START Given records

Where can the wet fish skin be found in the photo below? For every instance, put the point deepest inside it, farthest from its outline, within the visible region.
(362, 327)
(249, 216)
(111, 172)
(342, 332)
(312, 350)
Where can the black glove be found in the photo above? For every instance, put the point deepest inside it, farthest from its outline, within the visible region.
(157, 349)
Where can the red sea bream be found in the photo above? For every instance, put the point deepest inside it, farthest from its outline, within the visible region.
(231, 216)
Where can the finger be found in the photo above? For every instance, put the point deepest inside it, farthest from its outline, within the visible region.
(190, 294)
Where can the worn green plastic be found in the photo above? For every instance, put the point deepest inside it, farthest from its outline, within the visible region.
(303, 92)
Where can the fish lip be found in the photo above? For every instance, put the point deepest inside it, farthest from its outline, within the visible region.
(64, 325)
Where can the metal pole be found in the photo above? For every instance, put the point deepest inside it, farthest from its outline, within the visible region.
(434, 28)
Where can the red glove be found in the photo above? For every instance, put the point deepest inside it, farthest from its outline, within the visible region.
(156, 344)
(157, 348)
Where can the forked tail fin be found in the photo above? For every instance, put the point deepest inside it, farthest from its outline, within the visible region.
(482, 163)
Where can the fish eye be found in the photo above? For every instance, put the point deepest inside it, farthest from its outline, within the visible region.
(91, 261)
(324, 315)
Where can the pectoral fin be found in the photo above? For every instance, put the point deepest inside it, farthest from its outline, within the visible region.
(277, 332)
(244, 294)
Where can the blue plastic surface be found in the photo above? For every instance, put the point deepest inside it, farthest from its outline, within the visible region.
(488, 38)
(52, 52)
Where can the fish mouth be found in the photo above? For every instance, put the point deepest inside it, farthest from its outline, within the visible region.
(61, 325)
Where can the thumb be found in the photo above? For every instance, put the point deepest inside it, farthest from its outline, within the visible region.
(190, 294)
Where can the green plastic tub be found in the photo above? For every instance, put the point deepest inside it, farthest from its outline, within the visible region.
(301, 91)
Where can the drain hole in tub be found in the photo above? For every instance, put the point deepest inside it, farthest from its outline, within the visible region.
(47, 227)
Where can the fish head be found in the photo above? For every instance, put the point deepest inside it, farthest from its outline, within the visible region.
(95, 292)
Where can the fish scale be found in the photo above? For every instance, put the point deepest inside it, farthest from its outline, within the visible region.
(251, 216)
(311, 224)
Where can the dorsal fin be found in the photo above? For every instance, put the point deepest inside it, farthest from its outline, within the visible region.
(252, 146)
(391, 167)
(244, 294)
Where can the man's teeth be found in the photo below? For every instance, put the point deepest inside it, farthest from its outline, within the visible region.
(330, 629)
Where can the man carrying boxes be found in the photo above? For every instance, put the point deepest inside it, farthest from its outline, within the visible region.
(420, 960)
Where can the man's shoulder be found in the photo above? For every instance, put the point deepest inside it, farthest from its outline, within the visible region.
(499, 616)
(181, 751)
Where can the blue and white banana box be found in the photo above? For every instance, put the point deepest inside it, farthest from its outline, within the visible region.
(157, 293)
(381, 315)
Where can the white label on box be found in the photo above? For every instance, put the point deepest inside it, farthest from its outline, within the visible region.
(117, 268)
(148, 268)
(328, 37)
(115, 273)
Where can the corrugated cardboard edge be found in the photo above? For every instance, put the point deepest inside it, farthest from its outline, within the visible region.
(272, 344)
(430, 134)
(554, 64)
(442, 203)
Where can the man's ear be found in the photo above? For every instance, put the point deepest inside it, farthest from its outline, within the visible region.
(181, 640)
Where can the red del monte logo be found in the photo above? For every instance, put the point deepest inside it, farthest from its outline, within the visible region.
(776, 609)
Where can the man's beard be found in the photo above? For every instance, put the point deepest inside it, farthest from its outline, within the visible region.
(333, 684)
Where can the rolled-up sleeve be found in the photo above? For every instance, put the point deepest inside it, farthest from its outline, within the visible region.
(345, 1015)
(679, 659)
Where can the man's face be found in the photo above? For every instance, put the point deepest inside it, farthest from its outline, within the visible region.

END Given records

Your objective — Your answer should be every entry above, repeated exactly.

Result of the exercise —
Where can the wet fish skin be found in the photo below? For every instance, put the point deepest inside it, farthest from its outline, within the visible region.
(362, 327)
(249, 216)
(111, 172)
(342, 332)
(312, 350)
Where can the black glove be found in the photo above? For every instance, put the point deepest inside it, farthest from its outline, within the visible region.
(157, 349)
Where can the red sea bream be found in the photo above? For every instance, put the point deepest inside it, farthest from its outline, within the visible region.
(231, 216)
Where can the finger be found in the photo above? For every instance, put the point deepest inside it, farthest from its outline, within the visible region.
(190, 294)
Where can the worn green plastic be found in the photo above? For every instance, put the point deepest inside it, farthest from its outline, within the visible region.
(303, 92)
Where can the fish lip be found in the photo above? For every instance, put the point deepest inside it, farthest from its outline, within the visible region.
(64, 325)
Where can the metal pole be found in the photo above? For every instance, put the point deepest inside it, farthest from its outline, within the visible region.
(434, 28)
Where can the red glove be found in the photo above? For every instance, put the point deepest inside it, farthest from its outline, within the visible region.
(156, 344)
(157, 348)
Where can the forked tail fin be found in the photo above? For every instance, put the point deepest inside it, farthest from its outline, within the visible region.
(482, 163)
Where can the fish eye be found in the photo above? For every instance, put the point deepest inside it, farthest from its outline, within the visible region.
(91, 261)
(324, 315)
Where can the pectoral fin be found in the photo above? For every instance, put the point deepest inside it, farthest from its outline, within the visible region.
(277, 332)
(244, 294)
Where can the blue plastic surface be found in the photo above? For every instance, put the point deepest inside it, farthest from its outline, within the visible region.
(488, 38)
(52, 52)
Where can the fish mouth be found in the photo above? For every instance, put the point deepest inside it, farthest from its outline, within the visible region.
(61, 325)
Where can the thumb be found in the photo above? For every instance, put the point deepest inside it, farthest from its outline, within the visible region.
(190, 294)
Where can the green plastic tub be found in the photo above? For every instance, put the point deepest inside it, farthest from its outline, within the visible region.
(301, 91)
Where can the drain hole in tub be found in the photo above? For every instance, put the point deepest inside it, farthest from its outline, within the visible region.
(47, 227)
Where can the fish head be found in the photo above? For every instance, put the point deepest inside it, farthest from its outline, within the visible region.
(95, 292)
Where can the fish scale be found in the photo above? For every instance, put the point deepest inside it, farthest from its outline, within the visible region.
(251, 216)
(311, 224)
Where can the dorsal fin be found in the photo above? For every instance, put the point deepest inside it, farthest from its outline, within the visible region.
(252, 146)
(391, 167)
(244, 294)
Where can the man's teeth be found in the photo below? For every instance, put the point deepest inside it, farthest from its outline, within the visible region.
(330, 629)
Where can the man carrying boxes be found in the photo above? For every instance, put the point deepest inside it, farthest from its outline, within the visible region.
(420, 960)
Where can the man's shoulder be found in the photo above? For every instance, put the point deepest inside it, farthest from its outline, within the visible region.
(499, 616)
(181, 751)
Where can the blue and white banana box be found in the photo above? For every instance, put the point deepest inside it, farthest from its outline, within the visible region.
(157, 293)
(381, 315)
Where can the white label on box be found in the photo above? For every instance, put the point deepest inside it, farthest from its outline, within the visible region.
(117, 268)
(148, 268)
(328, 37)
(115, 273)
Where can the corrugated cardboard edge be found in the photo above? For every instance, put the point deepest inside it, farthest from its outline, within the visible region.
(272, 344)
(430, 134)
(554, 64)
(442, 203)
Where can the man's ear be found in the photo above? For every instance, put the point deepest inside it, farthest from its outline, within the visible region.
(181, 640)
Where can the red del monte logo be found in the photo above? For every instance, put the point deepest inside it, farthest from its outline, within the visible region.
(776, 609)
Where can the man's beard be found in the photo above? For every instance, put the point deepest inside it, farthest from its outline, within the visible region.
(333, 684)
Where can the rolled-up sleeve be found in the photo above? For every instance, put the point deepest inside it, farthest from its outline, within the visible region.
(345, 1015)
(679, 659)
Where can the man's face be found in the photo above? For every instance, put the point deepest inside it, farthest from its outline, within the visible region.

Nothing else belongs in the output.